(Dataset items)
%%
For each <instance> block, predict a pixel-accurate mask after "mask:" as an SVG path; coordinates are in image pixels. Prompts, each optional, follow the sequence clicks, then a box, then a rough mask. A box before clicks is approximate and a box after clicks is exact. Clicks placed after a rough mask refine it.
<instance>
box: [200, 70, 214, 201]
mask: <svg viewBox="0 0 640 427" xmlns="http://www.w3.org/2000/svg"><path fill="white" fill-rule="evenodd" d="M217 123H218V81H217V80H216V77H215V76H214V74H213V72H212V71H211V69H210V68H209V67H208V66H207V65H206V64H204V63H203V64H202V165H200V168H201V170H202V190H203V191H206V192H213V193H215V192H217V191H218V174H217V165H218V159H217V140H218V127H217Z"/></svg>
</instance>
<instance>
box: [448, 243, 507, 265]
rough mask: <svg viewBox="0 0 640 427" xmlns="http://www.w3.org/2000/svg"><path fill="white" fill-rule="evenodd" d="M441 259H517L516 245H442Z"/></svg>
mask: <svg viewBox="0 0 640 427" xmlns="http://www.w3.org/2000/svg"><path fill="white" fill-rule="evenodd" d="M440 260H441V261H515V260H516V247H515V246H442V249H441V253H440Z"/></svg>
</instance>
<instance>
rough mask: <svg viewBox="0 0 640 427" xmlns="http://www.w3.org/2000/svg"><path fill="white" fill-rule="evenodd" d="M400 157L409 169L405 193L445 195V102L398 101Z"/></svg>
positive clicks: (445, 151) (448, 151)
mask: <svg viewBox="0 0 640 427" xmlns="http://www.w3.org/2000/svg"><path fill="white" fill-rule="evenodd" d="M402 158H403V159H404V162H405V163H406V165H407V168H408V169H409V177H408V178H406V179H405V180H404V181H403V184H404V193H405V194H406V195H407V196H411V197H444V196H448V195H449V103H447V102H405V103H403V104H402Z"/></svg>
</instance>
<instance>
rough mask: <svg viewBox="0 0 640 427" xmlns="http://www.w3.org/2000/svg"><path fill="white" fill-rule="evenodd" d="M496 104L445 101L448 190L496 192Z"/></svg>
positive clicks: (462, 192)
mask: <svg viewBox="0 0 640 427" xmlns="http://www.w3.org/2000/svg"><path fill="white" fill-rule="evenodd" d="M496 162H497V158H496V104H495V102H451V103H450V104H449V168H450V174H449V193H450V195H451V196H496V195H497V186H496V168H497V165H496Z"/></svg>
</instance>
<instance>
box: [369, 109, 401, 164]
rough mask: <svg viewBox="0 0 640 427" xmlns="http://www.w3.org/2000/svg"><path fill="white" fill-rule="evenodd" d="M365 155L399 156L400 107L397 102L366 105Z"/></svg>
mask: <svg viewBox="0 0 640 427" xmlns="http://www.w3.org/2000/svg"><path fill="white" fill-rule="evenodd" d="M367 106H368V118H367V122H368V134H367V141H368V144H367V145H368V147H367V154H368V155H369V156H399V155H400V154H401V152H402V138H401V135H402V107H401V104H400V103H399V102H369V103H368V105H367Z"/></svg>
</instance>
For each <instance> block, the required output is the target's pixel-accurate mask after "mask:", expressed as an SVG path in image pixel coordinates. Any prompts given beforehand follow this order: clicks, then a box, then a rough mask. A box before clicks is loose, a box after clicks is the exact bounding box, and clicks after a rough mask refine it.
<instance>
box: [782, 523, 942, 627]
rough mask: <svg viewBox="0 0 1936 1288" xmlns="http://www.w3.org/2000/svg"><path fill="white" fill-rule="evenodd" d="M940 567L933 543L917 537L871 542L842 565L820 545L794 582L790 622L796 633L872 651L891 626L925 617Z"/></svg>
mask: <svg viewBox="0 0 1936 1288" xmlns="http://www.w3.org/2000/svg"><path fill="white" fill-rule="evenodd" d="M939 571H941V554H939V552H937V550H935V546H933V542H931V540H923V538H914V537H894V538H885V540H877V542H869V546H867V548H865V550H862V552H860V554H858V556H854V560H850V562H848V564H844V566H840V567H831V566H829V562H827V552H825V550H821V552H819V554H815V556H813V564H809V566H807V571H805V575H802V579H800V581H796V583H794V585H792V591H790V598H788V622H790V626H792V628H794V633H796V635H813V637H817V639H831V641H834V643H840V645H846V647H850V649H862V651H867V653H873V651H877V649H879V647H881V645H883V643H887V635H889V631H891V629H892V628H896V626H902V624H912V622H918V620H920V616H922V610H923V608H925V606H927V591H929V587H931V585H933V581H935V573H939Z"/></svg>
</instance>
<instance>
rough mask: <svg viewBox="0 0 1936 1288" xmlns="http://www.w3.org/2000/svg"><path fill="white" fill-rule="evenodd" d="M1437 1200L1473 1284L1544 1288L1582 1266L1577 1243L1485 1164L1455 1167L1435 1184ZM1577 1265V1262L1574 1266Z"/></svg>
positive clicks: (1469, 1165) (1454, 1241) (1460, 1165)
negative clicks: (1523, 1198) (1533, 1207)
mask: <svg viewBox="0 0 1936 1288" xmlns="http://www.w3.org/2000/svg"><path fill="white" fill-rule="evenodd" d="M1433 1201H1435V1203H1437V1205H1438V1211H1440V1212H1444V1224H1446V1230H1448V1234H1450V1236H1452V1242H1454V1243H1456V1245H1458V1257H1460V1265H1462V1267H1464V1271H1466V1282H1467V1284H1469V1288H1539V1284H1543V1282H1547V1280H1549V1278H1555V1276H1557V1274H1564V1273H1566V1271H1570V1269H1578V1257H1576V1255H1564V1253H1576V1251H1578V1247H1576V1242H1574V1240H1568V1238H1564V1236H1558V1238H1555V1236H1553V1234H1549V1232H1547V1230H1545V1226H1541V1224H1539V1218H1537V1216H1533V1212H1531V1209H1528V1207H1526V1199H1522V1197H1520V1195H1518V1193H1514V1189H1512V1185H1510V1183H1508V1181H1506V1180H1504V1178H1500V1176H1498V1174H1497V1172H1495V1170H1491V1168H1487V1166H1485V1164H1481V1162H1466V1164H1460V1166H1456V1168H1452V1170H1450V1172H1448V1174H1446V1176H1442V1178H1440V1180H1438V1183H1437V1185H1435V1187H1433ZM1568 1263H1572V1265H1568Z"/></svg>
%%
HOW TO COMPLETE THIS TASK: Lines with the word "accurate" in them are the answer; report each one from the data.

SOLUTION BELOW:
For each <instance> block, predict a pixel-accurate mask after "mask:" as an SVG path; coordinates are in image pixels. Prompts, each optional, follow the sequence clicks, then a box, then a rough mask. A box before clicks is approximate and a box after clicks is exact. Clicks placed after a rough mask refine it.
For each <instance> block, the required output is the target's pixel-accurate mask after "mask:", expressed as an SVG path in image pixel coordinates. Any prompts given beforehand follow this order: clicks, then a box, then a rough mask. A box before clicks is loose, a box after clicks is the exact bounding box, and clicks after a rough mask refine it.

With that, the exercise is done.